Prompt:
Leave no line out; reproduce the listing exactly.

============================================================

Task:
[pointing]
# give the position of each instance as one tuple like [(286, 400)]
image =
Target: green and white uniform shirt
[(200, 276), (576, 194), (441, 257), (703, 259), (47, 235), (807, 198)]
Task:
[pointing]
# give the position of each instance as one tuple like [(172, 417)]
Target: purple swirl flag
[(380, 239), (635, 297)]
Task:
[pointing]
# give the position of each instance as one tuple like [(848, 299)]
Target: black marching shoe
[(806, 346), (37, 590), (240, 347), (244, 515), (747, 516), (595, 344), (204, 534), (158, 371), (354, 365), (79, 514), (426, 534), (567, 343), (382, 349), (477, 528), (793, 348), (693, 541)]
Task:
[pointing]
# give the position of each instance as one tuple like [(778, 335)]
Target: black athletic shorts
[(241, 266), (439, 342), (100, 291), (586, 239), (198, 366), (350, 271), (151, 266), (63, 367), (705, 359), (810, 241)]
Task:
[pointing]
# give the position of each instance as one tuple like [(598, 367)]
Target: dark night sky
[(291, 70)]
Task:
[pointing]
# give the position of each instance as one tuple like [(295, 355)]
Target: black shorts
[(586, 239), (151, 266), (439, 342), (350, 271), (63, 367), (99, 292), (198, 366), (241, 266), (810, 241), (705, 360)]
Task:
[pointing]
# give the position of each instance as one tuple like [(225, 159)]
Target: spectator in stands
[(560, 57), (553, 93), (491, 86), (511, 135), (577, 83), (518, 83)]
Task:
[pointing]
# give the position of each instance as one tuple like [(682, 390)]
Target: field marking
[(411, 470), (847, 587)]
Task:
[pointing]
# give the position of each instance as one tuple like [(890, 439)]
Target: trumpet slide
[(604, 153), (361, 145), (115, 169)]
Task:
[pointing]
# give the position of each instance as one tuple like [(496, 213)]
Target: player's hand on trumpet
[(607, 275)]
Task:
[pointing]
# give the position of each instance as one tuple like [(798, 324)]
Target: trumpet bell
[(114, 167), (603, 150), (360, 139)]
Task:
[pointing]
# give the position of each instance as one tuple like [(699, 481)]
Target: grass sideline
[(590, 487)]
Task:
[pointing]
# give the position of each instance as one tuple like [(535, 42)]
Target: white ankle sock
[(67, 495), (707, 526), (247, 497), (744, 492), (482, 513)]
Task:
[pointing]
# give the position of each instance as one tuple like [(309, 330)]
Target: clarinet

============================================================

Answer for the task:
Task:
[pointing]
# give the position of each instance as one tuple like [(286, 400)]
image =
Target: green and white uniform shirt
[(200, 276), (576, 194), (441, 257), (703, 259), (47, 235), (807, 198)]
Task:
[pointing]
# give the position of each instance as one tuple like [(172, 417)]
Target: purple swirl flag
[(380, 239), (635, 297)]
Task:
[pointing]
# give the position of each instance as one tuple like [(848, 299)]
Target: black marching shoe
[(806, 346), (37, 590), (240, 347), (244, 515), (747, 516), (595, 344), (204, 534), (158, 371), (354, 365), (79, 514), (426, 534), (567, 343), (382, 349), (477, 528), (793, 348), (693, 541)]
Task:
[pointing]
# give the position of each instance as one tuple like [(778, 335)]
Target: black athletic shorts
[(241, 266), (439, 342), (100, 291), (586, 239), (198, 366), (350, 271), (151, 266), (63, 367), (705, 359), (810, 241)]
Task:
[pointing]
# give the position of each instance as one tuple like [(598, 367)]
Target: dark night sky
[(291, 70)]
Task:
[pointing]
# give the position of each instance as one tuple like [(295, 355)]
Target: black shorts
[(586, 239), (151, 266), (439, 342), (350, 271), (63, 367), (99, 292), (198, 366), (241, 266), (810, 241), (705, 360)]
Task:
[pointing]
# give the position of each instance as one tuple like [(225, 159)]
Target: spectator in stands
[(560, 57), (553, 93), (491, 86), (511, 135), (577, 83), (518, 83)]
Task:
[pointing]
# give the position of each instance as one tuple like [(682, 390)]
Target: field marking
[(411, 470), (847, 587)]
Task:
[pointing]
# give the position of each instance as one tuple like [(890, 439)]
Target: trumpet slide
[(604, 153), (361, 145), (115, 169)]
Task:
[pointing]
# give the position of each instance as one tuple like [(496, 213)]
Target: player's hand on trumpet
[(607, 275)]
Task:
[pointing]
# give the position of each instance as one tuple like [(798, 324)]
Target: trumpet bell
[(114, 167), (603, 150), (360, 139)]
Task:
[pointing]
# give the position of each instance as one tuple like [(699, 481)]
Target: grass sideline
[(590, 487)]
Task:
[pointing]
# give the position of each instance as one tuple like [(535, 42)]
Target: white ankle sock
[(67, 495), (707, 526), (247, 497), (744, 492), (482, 513)]
Task:
[pointing]
# give the position of each instance as one tuple like [(309, 330)]
Target: clarinet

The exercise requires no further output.